◆ What you have to do
Although the entries contain pictures, copy only their text, exactly as written.

◆ Point localization data
-------------------------
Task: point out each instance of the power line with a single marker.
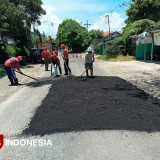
(87, 24)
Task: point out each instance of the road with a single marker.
(106, 117)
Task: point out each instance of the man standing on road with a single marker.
(55, 61)
(89, 59)
(46, 57)
(66, 59)
(9, 65)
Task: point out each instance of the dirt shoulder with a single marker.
(144, 75)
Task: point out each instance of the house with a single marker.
(147, 45)
(101, 45)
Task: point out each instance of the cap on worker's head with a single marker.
(54, 55)
(19, 58)
(62, 46)
(89, 49)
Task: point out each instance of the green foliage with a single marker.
(115, 47)
(16, 19)
(77, 38)
(135, 28)
(11, 51)
(143, 9)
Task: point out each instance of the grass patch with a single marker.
(2, 72)
(119, 58)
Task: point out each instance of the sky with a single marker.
(94, 11)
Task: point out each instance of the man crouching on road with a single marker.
(89, 59)
(9, 66)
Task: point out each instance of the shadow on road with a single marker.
(100, 103)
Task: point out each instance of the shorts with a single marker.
(88, 65)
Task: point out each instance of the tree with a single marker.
(16, 17)
(143, 9)
(73, 34)
(95, 35)
(77, 37)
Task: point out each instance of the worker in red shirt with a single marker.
(55, 61)
(9, 66)
(46, 57)
(66, 59)
(55, 51)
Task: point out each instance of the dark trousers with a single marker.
(46, 62)
(66, 66)
(11, 75)
(59, 66)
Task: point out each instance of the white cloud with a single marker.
(115, 20)
(50, 21)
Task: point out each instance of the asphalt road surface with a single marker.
(100, 118)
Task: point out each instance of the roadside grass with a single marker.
(119, 58)
(2, 72)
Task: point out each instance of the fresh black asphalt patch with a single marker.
(100, 103)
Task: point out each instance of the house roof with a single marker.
(105, 34)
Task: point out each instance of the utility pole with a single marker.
(108, 25)
(87, 24)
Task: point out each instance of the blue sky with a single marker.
(82, 10)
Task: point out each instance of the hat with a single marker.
(54, 55)
(62, 46)
(19, 58)
(89, 49)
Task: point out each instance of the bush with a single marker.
(115, 48)
(11, 51)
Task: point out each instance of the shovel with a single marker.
(28, 76)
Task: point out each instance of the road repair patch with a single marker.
(99, 103)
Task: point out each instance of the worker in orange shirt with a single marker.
(66, 59)
(46, 58)
(55, 61)
(9, 66)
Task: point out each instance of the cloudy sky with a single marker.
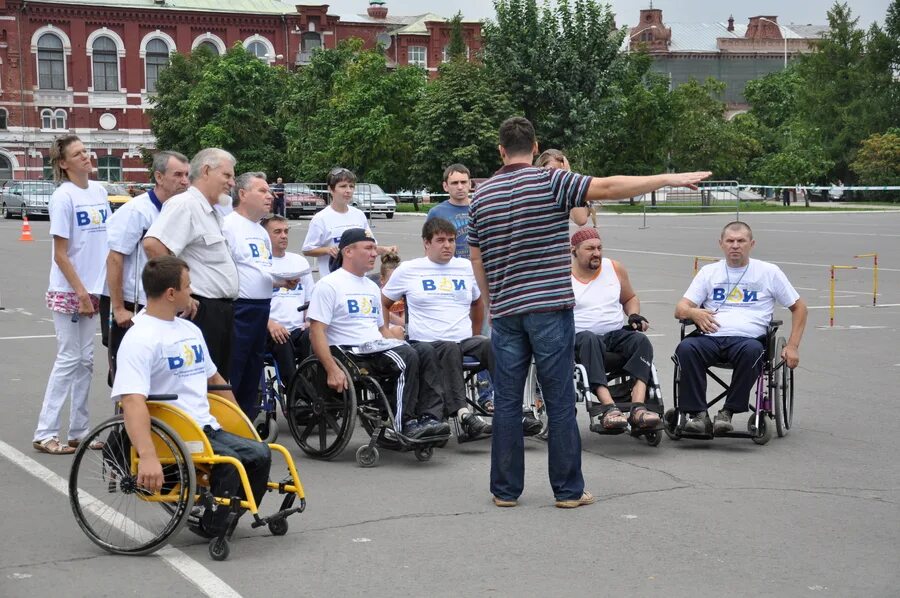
(627, 11)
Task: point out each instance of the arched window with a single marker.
(109, 168)
(5, 168)
(259, 50)
(51, 67)
(156, 60)
(209, 47)
(106, 64)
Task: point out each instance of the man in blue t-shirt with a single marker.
(457, 184)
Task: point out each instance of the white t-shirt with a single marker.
(325, 230)
(251, 249)
(598, 305)
(166, 357)
(124, 232)
(438, 297)
(743, 298)
(286, 301)
(349, 305)
(80, 216)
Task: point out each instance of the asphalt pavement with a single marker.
(814, 513)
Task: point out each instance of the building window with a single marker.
(51, 62)
(416, 56)
(208, 46)
(156, 60)
(109, 168)
(259, 50)
(106, 65)
(5, 168)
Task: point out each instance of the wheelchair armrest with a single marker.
(169, 397)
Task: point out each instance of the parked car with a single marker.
(117, 194)
(31, 198)
(300, 200)
(371, 199)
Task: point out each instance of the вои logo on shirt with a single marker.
(190, 355)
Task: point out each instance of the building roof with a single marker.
(273, 7)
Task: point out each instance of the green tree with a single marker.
(349, 109)
(457, 121)
(228, 102)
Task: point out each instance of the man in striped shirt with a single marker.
(519, 248)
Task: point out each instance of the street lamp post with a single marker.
(783, 36)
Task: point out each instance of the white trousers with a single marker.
(71, 375)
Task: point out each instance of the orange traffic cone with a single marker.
(26, 229)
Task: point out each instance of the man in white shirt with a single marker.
(346, 310)
(445, 313)
(190, 228)
(164, 354)
(731, 302)
(604, 300)
(288, 329)
(252, 252)
(125, 230)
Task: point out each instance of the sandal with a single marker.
(643, 419)
(51, 446)
(95, 445)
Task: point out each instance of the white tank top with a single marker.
(597, 306)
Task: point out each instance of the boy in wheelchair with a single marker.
(165, 354)
(604, 298)
(345, 310)
(731, 303)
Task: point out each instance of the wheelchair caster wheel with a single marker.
(423, 453)
(367, 456)
(763, 434)
(278, 527)
(219, 549)
(670, 423)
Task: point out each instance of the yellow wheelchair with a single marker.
(123, 518)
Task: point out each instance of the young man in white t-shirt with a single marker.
(251, 249)
(604, 300)
(732, 302)
(345, 310)
(165, 354)
(288, 329)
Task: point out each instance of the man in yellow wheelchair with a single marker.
(165, 354)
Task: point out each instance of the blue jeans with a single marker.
(550, 338)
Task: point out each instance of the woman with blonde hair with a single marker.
(78, 213)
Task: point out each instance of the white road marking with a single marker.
(205, 580)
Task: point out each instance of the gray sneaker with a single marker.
(722, 423)
(697, 424)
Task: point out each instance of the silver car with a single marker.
(370, 198)
(31, 198)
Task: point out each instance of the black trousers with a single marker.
(111, 333)
(634, 345)
(696, 353)
(215, 319)
(418, 389)
(449, 356)
(288, 355)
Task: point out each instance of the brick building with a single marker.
(91, 67)
(730, 52)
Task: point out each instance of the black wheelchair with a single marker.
(620, 384)
(322, 420)
(773, 409)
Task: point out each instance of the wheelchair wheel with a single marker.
(321, 420)
(109, 506)
(763, 434)
(367, 456)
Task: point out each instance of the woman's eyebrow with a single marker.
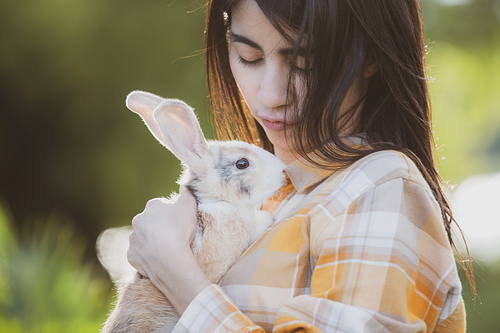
(241, 39)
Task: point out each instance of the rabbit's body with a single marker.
(230, 180)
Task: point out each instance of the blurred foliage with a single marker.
(482, 312)
(68, 143)
(46, 285)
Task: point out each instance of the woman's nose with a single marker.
(273, 87)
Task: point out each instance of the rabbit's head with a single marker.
(232, 171)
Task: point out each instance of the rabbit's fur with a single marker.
(229, 199)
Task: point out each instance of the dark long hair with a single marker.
(340, 38)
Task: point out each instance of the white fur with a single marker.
(229, 202)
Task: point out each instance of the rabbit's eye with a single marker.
(242, 163)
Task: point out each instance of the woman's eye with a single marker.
(249, 63)
(242, 164)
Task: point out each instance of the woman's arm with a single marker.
(382, 264)
(160, 248)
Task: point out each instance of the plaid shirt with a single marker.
(359, 249)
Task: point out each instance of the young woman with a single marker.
(362, 241)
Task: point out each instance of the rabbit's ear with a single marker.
(182, 133)
(144, 104)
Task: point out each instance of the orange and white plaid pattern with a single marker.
(361, 249)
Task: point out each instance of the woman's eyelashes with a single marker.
(249, 63)
(299, 65)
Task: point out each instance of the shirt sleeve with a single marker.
(382, 263)
(213, 311)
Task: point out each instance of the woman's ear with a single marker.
(370, 67)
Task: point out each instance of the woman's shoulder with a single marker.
(381, 167)
(388, 168)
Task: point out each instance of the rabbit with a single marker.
(230, 180)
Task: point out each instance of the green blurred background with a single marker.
(74, 161)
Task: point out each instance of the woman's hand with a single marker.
(160, 248)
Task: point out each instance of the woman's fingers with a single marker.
(161, 231)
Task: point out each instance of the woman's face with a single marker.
(260, 60)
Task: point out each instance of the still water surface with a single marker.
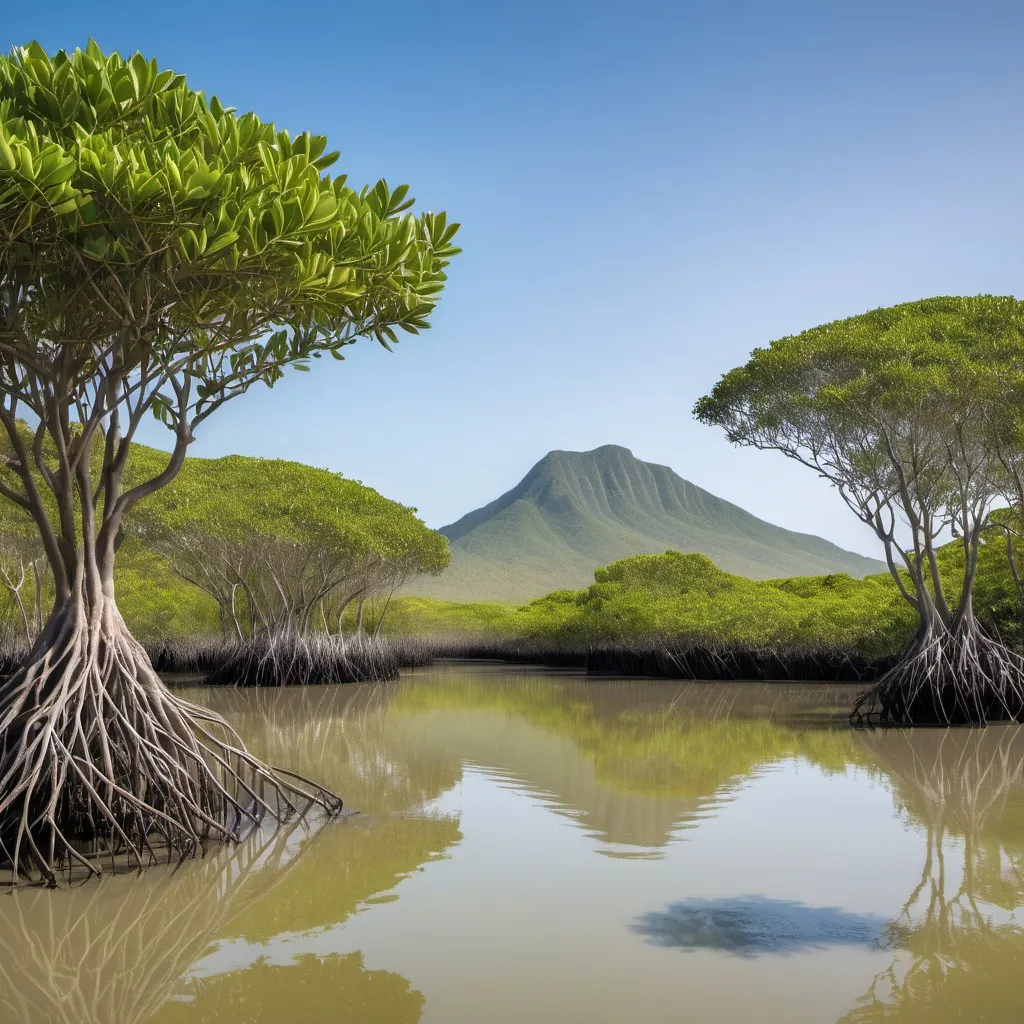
(542, 848)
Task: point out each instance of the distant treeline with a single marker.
(240, 552)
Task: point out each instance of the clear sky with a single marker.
(647, 189)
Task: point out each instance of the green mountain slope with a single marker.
(576, 511)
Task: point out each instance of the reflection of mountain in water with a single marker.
(752, 926)
(631, 762)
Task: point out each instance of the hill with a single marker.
(576, 511)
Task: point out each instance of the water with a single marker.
(537, 847)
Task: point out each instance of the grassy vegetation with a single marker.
(576, 511)
(668, 602)
(646, 613)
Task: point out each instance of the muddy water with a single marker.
(541, 848)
-------------------------
◆ Task result
Task: point out each instance of the power line with a single marker.
(87, 24)
Task: point out each instance of the road with a single marker.
(106, 117)
Task: point out each instance of the man standing on road with a single marker.
(55, 61)
(89, 59)
(46, 57)
(66, 59)
(9, 65)
Task: point out each instance of the dirt shoulder with a single marker.
(144, 75)
Task: point out each instance of the house with a single marker.
(147, 45)
(101, 45)
Task: point out each instance of the cap on worker's head with a single marker.
(54, 55)
(19, 58)
(62, 46)
(89, 49)
Task: point out each instance of the green foliage with a single marker.
(115, 47)
(16, 19)
(77, 38)
(135, 28)
(11, 51)
(143, 9)
Task: point out each instance of the grass patch with a single marker.
(2, 72)
(119, 58)
Task: point out each instance of the sky with a single marker.
(94, 11)
Task: point out each instance of the man crouching on road with a single marker.
(89, 59)
(9, 66)
Task: point out each instance of the shadow on road with a single marker.
(100, 103)
Task: point out each instance of the shorts with a single marker.
(88, 65)
Task: point out each instance of the tree with a single marker.
(16, 17)
(143, 9)
(73, 34)
(95, 35)
(77, 37)
Task: point out each instance of the worker in red shirt with a single marker.
(55, 61)
(9, 66)
(46, 57)
(66, 59)
(55, 51)
Task: point out each instance of the dark trousers with a single marker.
(46, 62)
(66, 66)
(11, 75)
(59, 66)
Task: point out each instance of the white cloud with a single marker.
(115, 20)
(50, 21)
Task: point out each instance of the asphalt road surface with a single marker.
(100, 118)
Task: point out each instance of the roadside grass with a single marker.
(119, 58)
(2, 72)
Task: point out each instance of the fresh black asphalt patch with a single marker.
(100, 103)
Task: point out each instance of the house roof with a single marker.
(105, 34)
Task: point out each instance of the utility pole with a single marker.
(108, 25)
(87, 24)
Task: point out each instance of the blue sky with a single marker.
(82, 10)
Task: point out each instance of the hat with a single marker.
(54, 55)
(62, 46)
(19, 58)
(89, 49)
Task: point out each instance of the bush with a single marker.
(115, 48)
(11, 51)
Task: point out each instance of the shovel with a single marker.
(28, 76)
Task: point out each instance of the road repair patch with a single marker.
(99, 103)
Task: point out each instance of the worker in orange shirt with a single marker.
(66, 59)
(46, 58)
(55, 61)
(9, 66)
Task: point out each instance of the cloudy sky with a single marker.
(627, 11)
Task: point out each instance of the arched window with a single marker.
(109, 168)
(5, 168)
(259, 50)
(51, 67)
(156, 60)
(209, 47)
(106, 64)
Task: point out each instance of the man in blue t-shirt with a single marker.
(457, 184)
Task: point out each instance of the white t-shirt with a single marker.
(325, 230)
(251, 249)
(598, 305)
(166, 357)
(124, 232)
(438, 297)
(743, 298)
(286, 301)
(349, 305)
(80, 216)
Task: point out each instance of the asphalt pavement with a single marker.
(814, 513)
Task: point out each instance of the building window with a single marker.
(51, 62)
(416, 56)
(208, 46)
(156, 60)
(109, 168)
(259, 50)
(106, 65)
(5, 168)
Task: point out each instance of the wheelchair armrest with a single marker.
(169, 397)
Task: point out each instance of the parked car with a single marker.
(117, 194)
(31, 198)
(300, 200)
(371, 199)
Task: point out each instance of the вои logo on shirt with a single marker.
(190, 355)
Task: point out each instance of the building roof with a single marker.
(273, 7)
Task: point out each instance of the green tree with a single marker.
(349, 109)
(457, 121)
(228, 102)
Task: point out each instance of the man in striped shirt with a single marker.
(519, 248)
Task: point out each instance of the street lamp post with a single marker.
(783, 36)
Task: point out each instance of the white trousers with a single marker.
(71, 375)
Task: point out each instance of the orange traffic cone with a single marker.
(26, 229)
Task: point out each instance of the man in white shirt with a single marker.
(346, 310)
(445, 313)
(190, 228)
(164, 354)
(731, 302)
(604, 300)
(288, 329)
(252, 252)
(125, 230)
Task: point out each instance of the sandal with a single marker.
(643, 419)
(51, 446)
(95, 445)
Task: point out each instance of the white tank top with a single marker.
(597, 306)
Task: point out each instance of the boy in wheelchair with a single marker.
(165, 354)
(604, 298)
(345, 310)
(731, 303)
Task: point out each instance of the wheelchair caster wheel with a single marker.
(423, 453)
(367, 456)
(763, 434)
(278, 527)
(219, 549)
(670, 423)
Task: point out each instance of the yellow wheelchair with a single marker.
(123, 518)
Task: point out each instance of the young man in white t-shirt with a single marker.
(251, 249)
(604, 300)
(732, 302)
(345, 310)
(165, 354)
(288, 329)
Task: point out each instance of the man in yellow wheelchair with a single marker.
(165, 354)
Task: point out each instance of the blue jeans with a single marker.
(550, 338)
Task: point out each instance of the woman with blonde hair with a single marker.
(78, 213)
Task: point out each instance of the white road marking with a single marker.
(205, 580)
Task: point out each instance of the gray sneaker with a single marker.
(722, 423)
(697, 424)
Task: point out each instance of the silver car with a single marker.
(370, 198)
(31, 198)
Task: point out each instance of the black trousers with a single marker.
(111, 333)
(634, 345)
(696, 353)
(215, 319)
(418, 389)
(449, 356)
(288, 355)
Task: point out each instance of the brick building with a single marker.
(91, 67)
(730, 52)
Task: point out each instance of the black wheelchair with a single marker.
(620, 384)
(322, 420)
(773, 409)
Task: point out each instance of the wheelchair wheel with a single marker.
(321, 420)
(109, 506)
(763, 434)
(367, 456)
Task: point out each instance of the woman's eyebrow with a single marker.
(241, 39)
Task: point out each instance of the rabbit's body with a single marker.
(230, 180)
Task: point out each instance of the blurred foliage with a single marker.
(482, 312)
(68, 143)
(46, 285)
Task: point out each instance of the woman's nose with a single marker.
(273, 87)
Task: point out each instance of the rabbit's head with a single marker.
(232, 171)
Task: point out each instance of the rabbit's fur with a single marker.
(229, 199)
Task: point out each instance of the dark long hair with a single marker.
(340, 38)
Task: point out each instance of the white fur with a single marker.
(229, 202)
Task: point out each instance of the rabbit's eye with a single marker.
(242, 163)
Task: point out each instance of the woman's eye with a single marker.
(249, 63)
(242, 164)
Task: point out each instance of the woman's arm with a single marker.
(382, 264)
(160, 248)
Task: point out each instance of the plaid shirt with a single marker.
(359, 249)
Task: point out each instance of the young woman with a single marker.
(362, 241)
Task: point out each instance of the rabbit's ear with a single marker.
(182, 133)
(144, 104)
Task: point out each instance of the orange and white plaid pattern with a single marker.
(361, 249)
Task: point out each instance of the woman's eyelashes with a single marker.
(249, 63)
(299, 65)
Task: point out each instance of the shirt sleeve with a single marker.
(382, 263)
(213, 311)
Task: point out each instance of the woman's ear with a single marker.
(370, 67)
Task: point out each instance of the woman's shoulder with a single marker.
(381, 167)
(388, 168)
Task: point out each instance of the rabbit with a single marker.
(230, 180)
Task: point out each instance of the green blurred background with a single marker.
(74, 161)
Task: point out each instance of the woman's hand with a single marker.
(160, 248)
Task: point out each instance of the woman's fingers with a single marker.
(161, 231)
Task: point out each instance of the woman's face with a single marker.
(260, 60)
Task: point out each instance of the still water surface with a single marker.
(542, 848)
Task: point out each instance of the distant treeline with a single marker.
(240, 552)
Task: point out each instance of the clear sky with a single marker.
(647, 189)
Task: point out each instance of the green mountain slope with a single marker.
(576, 511)
Task: point out each instance of the reflection of mountain in water with a single marker.
(752, 926)
(631, 762)
Task: point out each instance of the hill with a single marker.
(576, 511)
Task: point out each instance of the water with a single marker.
(537, 847)
Task: point out each instance of the grassy vegetation with a single marker.
(576, 511)
(668, 602)
(646, 613)
Task: point out each instance of the muddy water with a single marker.
(541, 848)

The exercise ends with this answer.